>> START SELECTION

Oklahoma is also one of seven states with high rates of HIV in rural areas, according to the Oklahoma State Department of Health. HIV can also spread through unhygienic needle use.
Cook said he’s hopeful that the number of harm reduction programs across the state continues to grow. The law allows nonprofits, religious institutions, tribal governments and other government entities to operate such programs.
Harm reduction programs see ‘exponential’ growth
The Oklahoma Harm Reduction Alliance mails naloxone and fentanyl test strips to anybody who requests them, in addition to delivering such items to about a dozen bars in the Tulsa area.
The organization has also distributed 75,000 sterile syringes so far this year — up from 20,000 to 40,000 annually in previous years, Haddox said.
The nonprofit does periodic syringe take-back events and has permanent disposal containers in Tulsa and Sapulpa.
In 2018, Haddox helped found Stop Harm on Tulsa Streets, a local syringe services program. But Haddox kept envisioning a statewide harm reduction effort, so she branched out and founded the Oklahoma Harm Reduction Alliance a year later.
Haddox helped advocate for the legislation that legalized harm reduction programs. Since SB 511 became law, her nonprofit has been able to be more open about its work and expand its services.
“Our program has grown exponentially since we’ve been able to talk about it with people and let people know,” she said.
Oklahoma law allows harm reduction programs to operate until 2026. As that deadline draws near, lawmakers are expected to examine the impact of such programs as they contemplate whether they should remain legal for an extended period of time.

>> END SELECTION
>> START GIVEN INFORMATION

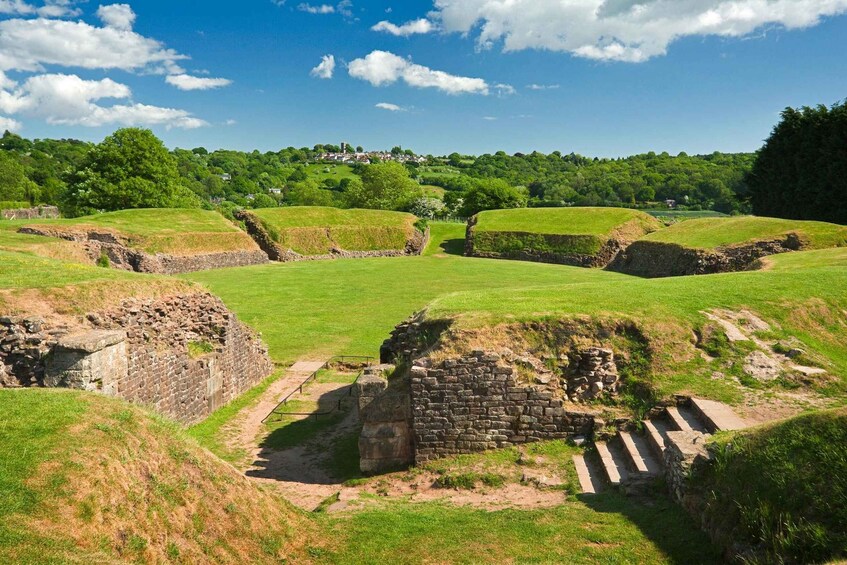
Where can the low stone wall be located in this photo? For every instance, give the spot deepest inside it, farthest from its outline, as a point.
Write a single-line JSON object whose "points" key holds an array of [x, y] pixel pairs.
{"points": [[102, 243], [183, 356], [654, 259], [414, 246], [37, 213], [475, 403]]}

>> END GIVEN INFORMATION

* _TASKS FOR THIS EXERCISE_:
1. Rewrite the article on harm reduction in Oklahoma starting at "Harm reduction programs see" and ending at "the Tulsa area.", putting "ships" in place of "mails".
2. Translate this sentence from the article on harm reduction in Oklahoma into Spanish: "The nonprofit does periodic syringe take-back events and has permanent disposal containers in Tulsa and Sapulpa."

* _TASK-BY-TASK SOLUTIONS_:
1.
Harm reduction programs see ‘exponential’ growth
The Oklahoma Harm Reduction Alliance ships naloxone and fentanyl test strips to anybody who requests them, in addition to delivering such items to about a dozen bars in the Tulsa area.

2. La organización sin fines de lucro realiza eventos periódicos de devolución de jeringas y tiene contenedores de desecho permanentes en Tulsa y Sapulpa.